-------- SUPPLIED MATERIAL --------

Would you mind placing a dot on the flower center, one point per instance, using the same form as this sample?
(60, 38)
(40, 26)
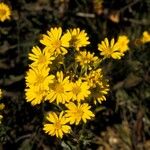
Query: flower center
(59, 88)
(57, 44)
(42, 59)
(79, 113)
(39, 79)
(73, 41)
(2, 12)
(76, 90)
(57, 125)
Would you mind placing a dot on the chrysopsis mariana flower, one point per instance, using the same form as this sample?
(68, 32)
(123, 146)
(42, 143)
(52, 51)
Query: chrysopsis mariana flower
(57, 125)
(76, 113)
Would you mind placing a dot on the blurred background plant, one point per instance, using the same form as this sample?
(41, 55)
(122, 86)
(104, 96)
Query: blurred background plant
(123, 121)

--------
-------- SUPPLIED MATERIAL --------

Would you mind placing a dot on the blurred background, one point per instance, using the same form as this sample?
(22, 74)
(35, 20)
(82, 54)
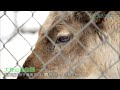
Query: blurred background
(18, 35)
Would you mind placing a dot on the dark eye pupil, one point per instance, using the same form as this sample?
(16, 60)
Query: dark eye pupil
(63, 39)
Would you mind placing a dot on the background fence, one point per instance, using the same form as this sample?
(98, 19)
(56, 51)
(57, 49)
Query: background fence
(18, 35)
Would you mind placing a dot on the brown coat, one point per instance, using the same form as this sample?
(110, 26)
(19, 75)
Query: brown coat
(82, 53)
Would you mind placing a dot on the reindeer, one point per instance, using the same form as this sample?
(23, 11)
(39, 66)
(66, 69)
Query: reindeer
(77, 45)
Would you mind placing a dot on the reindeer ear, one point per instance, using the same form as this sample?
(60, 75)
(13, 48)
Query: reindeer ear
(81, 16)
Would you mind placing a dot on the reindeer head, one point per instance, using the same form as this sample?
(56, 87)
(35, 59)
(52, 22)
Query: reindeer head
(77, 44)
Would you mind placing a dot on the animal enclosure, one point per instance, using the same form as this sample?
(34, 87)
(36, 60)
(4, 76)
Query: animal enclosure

--------
-------- SUPPLIED MATERIAL --------

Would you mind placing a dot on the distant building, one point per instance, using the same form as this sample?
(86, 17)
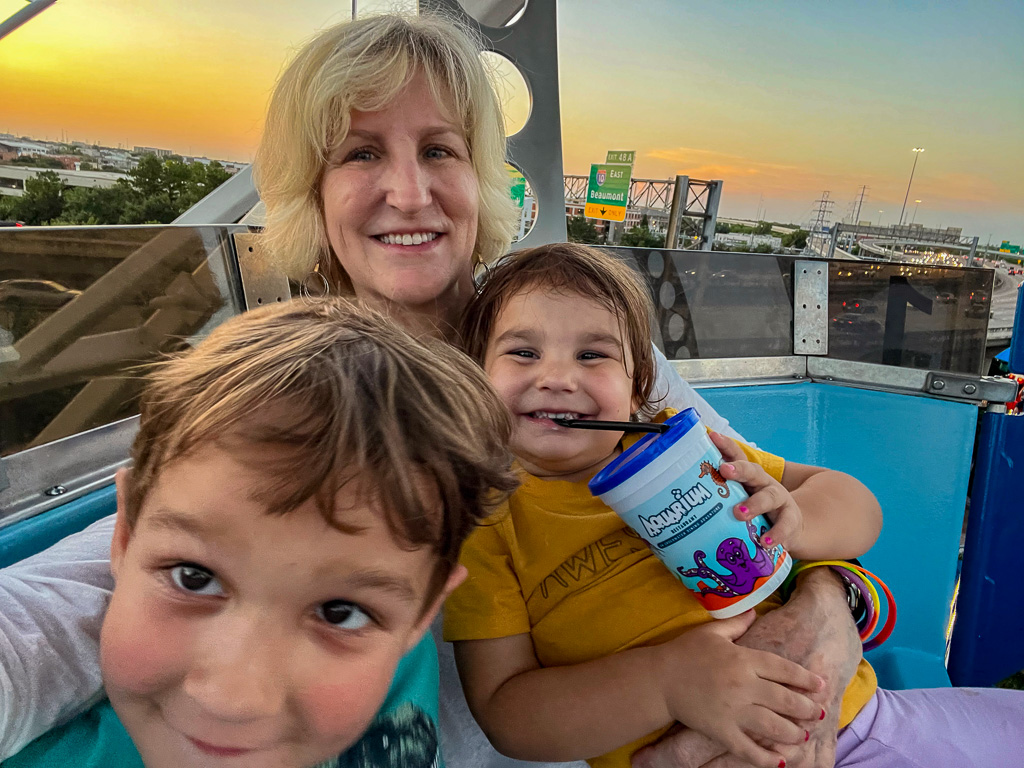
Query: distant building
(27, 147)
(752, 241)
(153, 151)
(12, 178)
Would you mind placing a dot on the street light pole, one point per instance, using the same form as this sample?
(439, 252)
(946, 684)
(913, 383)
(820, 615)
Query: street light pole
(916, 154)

--------

SET PROBLEM: Reproduce every line of the material starting with the line that contains "Would you mind placing a dot on the brown" and going on through the line that contains "Query: animal enclosure", both included. Offset each coordinate in the answer points by 135, leaving all other figures unchanged.

ANSWER TO THIS EXERCISE:
Would you mind placing a dot on the brown coat, one point per instance, using the same form as this sample?
(110, 26)
(19, 75)
Query: brown coat
(217, 188)
Would you mind placing a dot on the reindeer, one point per instance, using the same form as this sample?
(23, 11)
(39, 66)
(66, 69)
Query: reindeer
(212, 180)
Would you mind placing a dot on the reindeer ear, one point per instance, using the same form as this sample?
(60, 75)
(13, 48)
Query: reindeer ear
(216, 151)
Would you mind placing a dot on the reindeer head, one point per instance, using the same form as this sample?
(56, 87)
(35, 59)
(52, 22)
Query: reindeer head
(212, 179)
Would you mind placing a dot on the animal enclosure, one point per instance, using the same form as this sample?
(34, 87)
(36, 60)
(4, 76)
Query: animal enclosure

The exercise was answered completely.